OBJECTIVE: Reproduce every line of the data below without altering anything.

[Entries from a dataset]
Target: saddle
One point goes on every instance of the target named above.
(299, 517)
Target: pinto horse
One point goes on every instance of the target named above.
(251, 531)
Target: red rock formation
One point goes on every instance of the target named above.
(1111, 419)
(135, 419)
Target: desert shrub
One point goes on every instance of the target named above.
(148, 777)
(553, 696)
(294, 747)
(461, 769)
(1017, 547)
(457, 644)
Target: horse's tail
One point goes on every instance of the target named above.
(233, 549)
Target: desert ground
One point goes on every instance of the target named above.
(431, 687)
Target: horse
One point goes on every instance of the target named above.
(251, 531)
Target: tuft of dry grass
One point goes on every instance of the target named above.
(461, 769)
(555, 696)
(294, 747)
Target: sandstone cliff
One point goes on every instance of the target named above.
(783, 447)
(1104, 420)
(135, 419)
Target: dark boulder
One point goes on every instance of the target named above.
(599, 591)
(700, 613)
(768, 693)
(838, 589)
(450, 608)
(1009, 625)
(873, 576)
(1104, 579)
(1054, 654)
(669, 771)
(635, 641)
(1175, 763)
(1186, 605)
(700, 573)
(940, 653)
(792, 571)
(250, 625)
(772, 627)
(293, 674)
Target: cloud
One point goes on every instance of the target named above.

EXPECTED OUTPUT:
Target: saddle
One point goes on every instance of the target named above.
(299, 517)
Target: pinto horse
One point goes on every instance of the target named above.
(251, 531)
Target: red rock formation
One point goes on every instance of the target named above.
(1111, 419)
(135, 419)
Target: desert shrub
One point goes on every instance of the target named above.
(148, 777)
(553, 696)
(294, 747)
(461, 769)
(1017, 547)
(457, 644)
Target: horse's tail
One point goes on every instance of the target named above.
(233, 549)
Target: desert ground
One point goes on every instance of the target named above.
(431, 687)
Target: horse
One point goes on every instance of the target named above.
(251, 531)
Target: tuft of dry grass
One point goes on every instance of the target named above.
(461, 769)
(555, 696)
(294, 747)
Target: sandstone cliff
One point goes on every instance of the target named above.
(783, 447)
(1104, 420)
(135, 419)
Target: dark boulder
One point goes on every instance of the target named above.
(599, 591)
(700, 613)
(768, 693)
(838, 589)
(450, 608)
(1009, 625)
(873, 576)
(1104, 579)
(1054, 654)
(669, 771)
(635, 641)
(1175, 763)
(1186, 605)
(700, 573)
(940, 653)
(792, 571)
(250, 625)
(772, 627)
(293, 674)
Target: cloud
One point goes on every instance of the target named above.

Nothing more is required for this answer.